STATED PROBLEM = Reproduce every line of the material below without changing a single character.

──────── DATA LINES ────────

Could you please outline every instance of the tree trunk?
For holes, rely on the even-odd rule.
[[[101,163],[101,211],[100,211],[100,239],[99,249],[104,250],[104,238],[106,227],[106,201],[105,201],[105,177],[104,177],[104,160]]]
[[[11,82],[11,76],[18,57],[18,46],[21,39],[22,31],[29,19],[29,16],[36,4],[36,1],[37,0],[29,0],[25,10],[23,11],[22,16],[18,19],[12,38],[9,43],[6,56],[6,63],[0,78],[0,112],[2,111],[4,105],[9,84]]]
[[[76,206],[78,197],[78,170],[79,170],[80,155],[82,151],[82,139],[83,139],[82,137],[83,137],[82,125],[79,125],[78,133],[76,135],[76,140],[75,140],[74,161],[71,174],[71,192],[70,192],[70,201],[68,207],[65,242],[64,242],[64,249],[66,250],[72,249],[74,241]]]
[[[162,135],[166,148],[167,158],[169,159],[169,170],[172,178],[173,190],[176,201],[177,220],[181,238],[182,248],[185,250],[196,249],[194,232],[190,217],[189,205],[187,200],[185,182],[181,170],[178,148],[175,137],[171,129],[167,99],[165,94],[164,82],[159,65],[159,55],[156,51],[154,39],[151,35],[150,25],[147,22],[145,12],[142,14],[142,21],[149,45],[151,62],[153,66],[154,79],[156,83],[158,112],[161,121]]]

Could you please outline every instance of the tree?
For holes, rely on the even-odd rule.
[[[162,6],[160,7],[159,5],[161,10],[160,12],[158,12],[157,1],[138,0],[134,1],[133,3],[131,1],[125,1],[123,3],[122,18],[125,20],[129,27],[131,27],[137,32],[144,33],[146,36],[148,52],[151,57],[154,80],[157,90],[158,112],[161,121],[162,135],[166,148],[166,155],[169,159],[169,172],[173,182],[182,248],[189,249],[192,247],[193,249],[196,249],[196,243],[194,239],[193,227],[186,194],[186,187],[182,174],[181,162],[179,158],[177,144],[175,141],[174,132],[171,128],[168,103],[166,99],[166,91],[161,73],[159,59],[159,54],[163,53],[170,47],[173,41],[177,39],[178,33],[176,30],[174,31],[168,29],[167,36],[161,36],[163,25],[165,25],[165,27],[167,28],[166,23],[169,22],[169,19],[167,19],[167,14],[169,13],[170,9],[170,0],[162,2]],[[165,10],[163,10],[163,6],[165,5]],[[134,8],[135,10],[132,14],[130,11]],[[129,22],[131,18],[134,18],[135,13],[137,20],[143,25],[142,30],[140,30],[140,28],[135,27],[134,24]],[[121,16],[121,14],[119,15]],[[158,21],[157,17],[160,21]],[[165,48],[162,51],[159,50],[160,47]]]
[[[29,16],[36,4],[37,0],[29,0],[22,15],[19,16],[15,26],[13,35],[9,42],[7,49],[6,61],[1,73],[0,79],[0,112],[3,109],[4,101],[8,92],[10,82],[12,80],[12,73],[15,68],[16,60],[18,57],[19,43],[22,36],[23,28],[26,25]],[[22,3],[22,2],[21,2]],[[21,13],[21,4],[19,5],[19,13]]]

────────

COMPLETE OUTPUT =
Could you please outline every instance of the tree trunk?
For holes, rely on the even-odd rule.
[[[101,163],[101,211],[100,211],[100,239],[99,249],[104,250],[104,238],[106,227],[106,201],[105,201],[105,177],[104,177],[104,160]]]
[[[11,82],[11,76],[18,57],[18,46],[21,39],[22,31],[29,19],[29,16],[36,4],[36,1],[37,0],[29,0],[25,10],[23,11],[22,16],[18,19],[12,38],[9,43],[6,56],[6,63],[0,78],[0,112],[2,111],[4,105],[9,84]]]
[[[76,206],[78,197],[78,170],[79,170],[80,155],[82,151],[82,139],[83,139],[82,137],[83,137],[82,125],[79,125],[78,133],[76,135],[76,140],[75,140],[74,161],[71,174],[71,192],[70,192],[70,201],[68,207],[65,242],[64,242],[64,249],[66,250],[72,249],[74,241]]]
[[[162,135],[166,148],[167,158],[169,159],[169,170],[172,178],[173,190],[176,201],[177,220],[181,238],[182,248],[185,250],[196,249],[194,232],[190,217],[189,205],[187,200],[185,182],[181,170],[178,148],[175,137],[171,129],[167,99],[165,94],[164,82],[159,65],[159,55],[156,51],[154,39],[151,35],[150,25],[147,22],[145,12],[142,14],[142,21],[149,45],[151,62],[153,66],[154,79],[156,83],[158,112],[161,121]]]

Could you please outline every instance of the tree?
For holes, rely on the even-odd rule.
[[[162,6],[160,7],[159,5],[161,10],[160,12],[158,12],[157,1],[138,0],[134,1],[133,3],[131,1],[125,1],[123,3],[122,18],[125,20],[129,27],[131,27],[137,32],[144,33],[146,36],[148,52],[151,57],[154,80],[157,90],[158,112],[161,121],[162,135],[166,148],[166,155],[169,159],[169,172],[173,182],[182,248],[189,249],[192,247],[193,249],[196,249],[196,243],[194,239],[193,227],[186,194],[186,187],[182,174],[181,162],[179,158],[177,144],[175,141],[174,132],[171,128],[168,103],[166,99],[166,91],[161,73],[159,59],[159,54],[163,53],[170,47],[173,41],[177,39],[178,33],[176,30],[174,31],[168,29],[167,36],[161,36],[163,25],[165,25],[165,27],[167,28],[166,23],[169,22],[169,19],[167,19],[167,14],[169,13],[170,9],[170,0],[162,2]],[[165,10],[163,10],[163,6],[165,5]],[[134,8],[135,10],[132,14],[130,11]],[[129,22],[131,18],[134,18],[135,13],[137,20],[143,25],[142,30],[140,30],[140,28],[135,27],[134,24]],[[121,16],[121,14],[119,15]],[[158,21],[157,17],[160,21]],[[165,48],[162,51],[159,50],[160,47]]]
[[[29,16],[36,4],[37,0],[29,0],[22,15],[19,16],[15,26],[13,35],[9,42],[7,49],[6,61],[1,73],[0,79],[0,112],[3,109],[4,101],[8,92],[10,82],[12,80],[12,73],[15,68],[16,60],[18,57],[19,43],[22,36],[23,28],[26,25]],[[22,3],[22,2],[21,2]],[[21,13],[21,4],[19,5],[19,13]]]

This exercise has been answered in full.